## Aim of the task
Return every line of the data below without any changes, but leave out the pictures.

Coordinate annotation entries:
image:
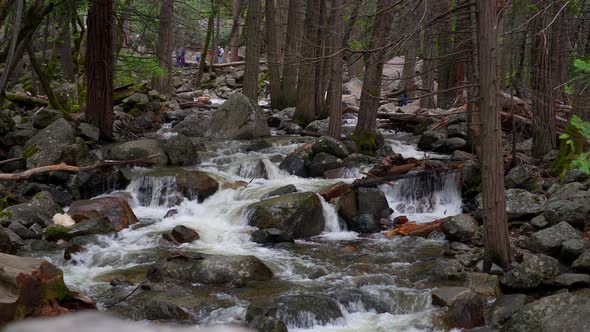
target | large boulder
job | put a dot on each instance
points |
(460, 228)
(298, 214)
(531, 272)
(114, 209)
(556, 313)
(48, 145)
(181, 151)
(549, 240)
(40, 210)
(521, 203)
(238, 118)
(303, 311)
(230, 271)
(138, 150)
(45, 116)
(33, 287)
(573, 208)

## The reply
image:
target | large boulder
job | put a dot on each instance
points |
(460, 228)
(298, 214)
(531, 272)
(114, 209)
(556, 313)
(48, 145)
(181, 151)
(549, 240)
(40, 210)
(521, 203)
(238, 118)
(303, 311)
(230, 271)
(138, 150)
(45, 116)
(33, 287)
(573, 208)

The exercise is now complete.